§ Your task
Locate every line in the entries below that contains the string "target", and copy each of those lines.

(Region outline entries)
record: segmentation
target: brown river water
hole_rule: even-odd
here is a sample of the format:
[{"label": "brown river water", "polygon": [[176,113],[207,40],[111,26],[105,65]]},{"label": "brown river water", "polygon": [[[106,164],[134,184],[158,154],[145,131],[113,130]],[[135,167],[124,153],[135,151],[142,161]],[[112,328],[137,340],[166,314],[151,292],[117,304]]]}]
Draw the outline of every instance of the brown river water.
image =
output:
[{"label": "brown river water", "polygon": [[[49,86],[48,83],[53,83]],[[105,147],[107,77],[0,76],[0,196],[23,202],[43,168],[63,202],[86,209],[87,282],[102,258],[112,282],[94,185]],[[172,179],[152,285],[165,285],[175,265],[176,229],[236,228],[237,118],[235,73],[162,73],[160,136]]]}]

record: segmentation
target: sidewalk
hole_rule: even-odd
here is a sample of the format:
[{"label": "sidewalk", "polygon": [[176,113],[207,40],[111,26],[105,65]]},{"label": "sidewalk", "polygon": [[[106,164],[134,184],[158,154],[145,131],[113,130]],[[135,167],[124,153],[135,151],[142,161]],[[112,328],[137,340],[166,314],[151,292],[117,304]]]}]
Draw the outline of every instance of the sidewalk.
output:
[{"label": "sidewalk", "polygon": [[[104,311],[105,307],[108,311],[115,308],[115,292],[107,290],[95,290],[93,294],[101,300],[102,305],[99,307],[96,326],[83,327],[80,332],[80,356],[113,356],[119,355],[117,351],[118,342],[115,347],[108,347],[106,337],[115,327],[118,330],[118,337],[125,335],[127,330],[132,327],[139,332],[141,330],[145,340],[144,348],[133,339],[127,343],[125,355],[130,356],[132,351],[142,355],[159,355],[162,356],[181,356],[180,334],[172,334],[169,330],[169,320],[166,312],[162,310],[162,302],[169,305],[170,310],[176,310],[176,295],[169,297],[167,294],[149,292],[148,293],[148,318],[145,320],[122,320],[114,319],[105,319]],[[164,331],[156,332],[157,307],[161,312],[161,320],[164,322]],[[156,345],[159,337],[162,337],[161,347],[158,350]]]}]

§ Answer to the exercise
target: brown river water
target: sidewalk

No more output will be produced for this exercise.